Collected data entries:
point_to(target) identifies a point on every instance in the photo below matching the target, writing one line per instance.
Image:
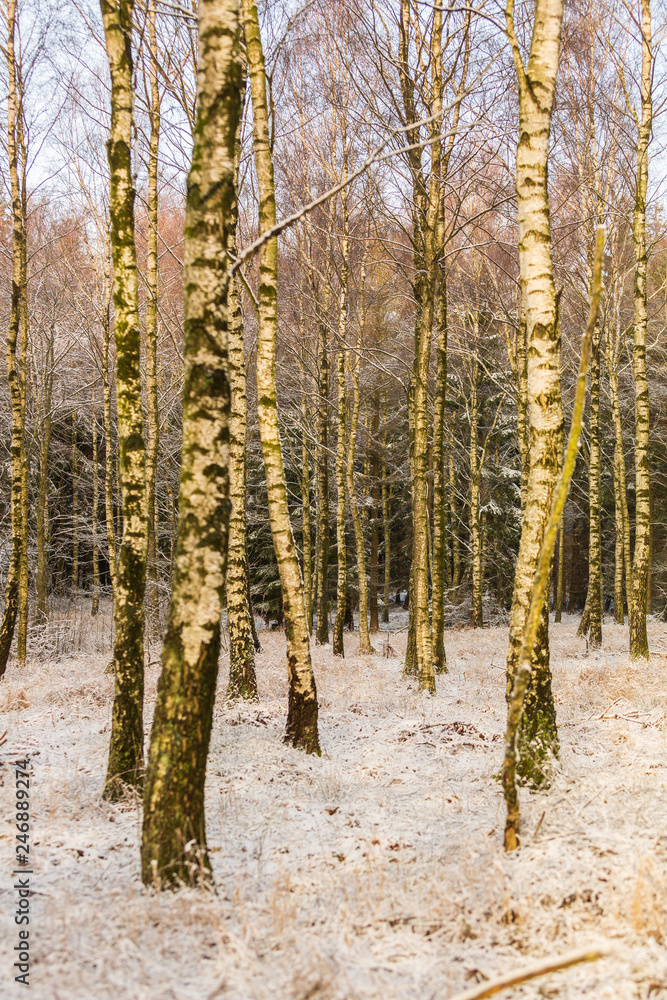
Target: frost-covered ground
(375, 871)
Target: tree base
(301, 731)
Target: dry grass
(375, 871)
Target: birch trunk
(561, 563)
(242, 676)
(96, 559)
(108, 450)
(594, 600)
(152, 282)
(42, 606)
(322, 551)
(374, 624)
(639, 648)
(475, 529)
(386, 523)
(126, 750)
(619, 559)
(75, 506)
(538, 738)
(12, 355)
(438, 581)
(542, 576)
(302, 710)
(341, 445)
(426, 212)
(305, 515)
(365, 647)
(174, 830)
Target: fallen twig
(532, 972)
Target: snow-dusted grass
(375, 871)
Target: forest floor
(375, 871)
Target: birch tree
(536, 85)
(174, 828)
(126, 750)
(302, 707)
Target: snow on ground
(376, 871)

Objective — Rescale the lines from the one holding "Target: snow-dusted grass" through the end of the records, inclusive, and give them again with the requests included. Multiply every point coordinate in the answers by 0.6 and round each to a whole number, with halves rounded up.

Task answer —
Target: snow-dusted grass
(225, 523)
Target: forest floor
(225, 523)
Target: birch tree
(322, 51)
(104, 497)
(76, 450)
(181, 424)
Target: snow on ground
(226, 523)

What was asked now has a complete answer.